____ Extracted information
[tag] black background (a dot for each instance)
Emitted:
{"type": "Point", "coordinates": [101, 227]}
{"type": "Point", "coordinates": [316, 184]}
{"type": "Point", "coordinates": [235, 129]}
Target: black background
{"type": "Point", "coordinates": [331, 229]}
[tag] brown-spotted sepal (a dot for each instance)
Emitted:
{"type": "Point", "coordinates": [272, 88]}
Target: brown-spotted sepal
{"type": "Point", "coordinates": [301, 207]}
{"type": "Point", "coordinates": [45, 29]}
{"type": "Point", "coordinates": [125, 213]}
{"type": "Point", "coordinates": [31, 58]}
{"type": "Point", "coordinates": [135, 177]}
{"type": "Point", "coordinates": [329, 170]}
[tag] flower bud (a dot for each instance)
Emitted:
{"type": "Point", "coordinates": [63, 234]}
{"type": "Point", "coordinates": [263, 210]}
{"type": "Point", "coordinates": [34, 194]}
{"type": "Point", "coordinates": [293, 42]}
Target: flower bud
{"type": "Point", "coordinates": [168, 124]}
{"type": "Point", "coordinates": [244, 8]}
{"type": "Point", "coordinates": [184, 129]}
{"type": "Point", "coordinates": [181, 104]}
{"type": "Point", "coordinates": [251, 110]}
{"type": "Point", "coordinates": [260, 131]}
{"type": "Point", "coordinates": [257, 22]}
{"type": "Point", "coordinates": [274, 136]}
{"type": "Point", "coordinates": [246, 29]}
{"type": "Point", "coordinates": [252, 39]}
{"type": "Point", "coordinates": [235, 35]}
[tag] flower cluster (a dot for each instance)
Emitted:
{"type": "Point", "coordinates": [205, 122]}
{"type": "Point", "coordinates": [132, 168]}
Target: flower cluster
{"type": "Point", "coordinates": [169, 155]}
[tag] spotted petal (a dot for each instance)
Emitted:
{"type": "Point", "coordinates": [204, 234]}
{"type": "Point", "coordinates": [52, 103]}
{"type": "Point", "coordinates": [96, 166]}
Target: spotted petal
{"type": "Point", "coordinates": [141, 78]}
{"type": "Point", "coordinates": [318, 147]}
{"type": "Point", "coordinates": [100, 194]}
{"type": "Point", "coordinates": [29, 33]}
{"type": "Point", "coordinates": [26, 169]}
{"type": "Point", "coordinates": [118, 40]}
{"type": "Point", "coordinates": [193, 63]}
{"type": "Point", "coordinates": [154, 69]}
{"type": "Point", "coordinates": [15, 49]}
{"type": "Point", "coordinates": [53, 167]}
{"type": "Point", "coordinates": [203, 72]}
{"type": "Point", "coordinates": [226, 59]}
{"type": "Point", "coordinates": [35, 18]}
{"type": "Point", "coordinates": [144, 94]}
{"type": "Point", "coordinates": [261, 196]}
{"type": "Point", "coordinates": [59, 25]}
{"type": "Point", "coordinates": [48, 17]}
________
**Problem statement:**
Exactly reproduce the lines from the one containing "[tag] flower cluster" through the end of the records, and only those lines.

**Solution to this problem:**
[tag] flower cluster (a dot for each instance)
Emitted:
{"type": "Point", "coordinates": [205, 122]}
{"type": "Point", "coordinates": [132, 168]}
Target: flower cluster
{"type": "Point", "coordinates": [169, 155]}
[tag] spotted petal (a dot for each instance)
Emitted:
{"type": "Point", "coordinates": [204, 234]}
{"type": "Point", "coordinates": [52, 103]}
{"type": "Point", "coordinates": [96, 166]}
Target: spotted petal
{"type": "Point", "coordinates": [141, 78]}
{"type": "Point", "coordinates": [318, 147]}
{"type": "Point", "coordinates": [100, 194]}
{"type": "Point", "coordinates": [29, 33]}
{"type": "Point", "coordinates": [26, 169]}
{"type": "Point", "coordinates": [118, 40]}
{"type": "Point", "coordinates": [193, 63]}
{"type": "Point", "coordinates": [154, 69]}
{"type": "Point", "coordinates": [15, 49]}
{"type": "Point", "coordinates": [53, 167]}
{"type": "Point", "coordinates": [203, 72]}
{"type": "Point", "coordinates": [226, 59]}
{"type": "Point", "coordinates": [35, 18]}
{"type": "Point", "coordinates": [144, 94]}
{"type": "Point", "coordinates": [261, 196]}
{"type": "Point", "coordinates": [59, 25]}
{"type": "Point", "coordinates": [48, 17]}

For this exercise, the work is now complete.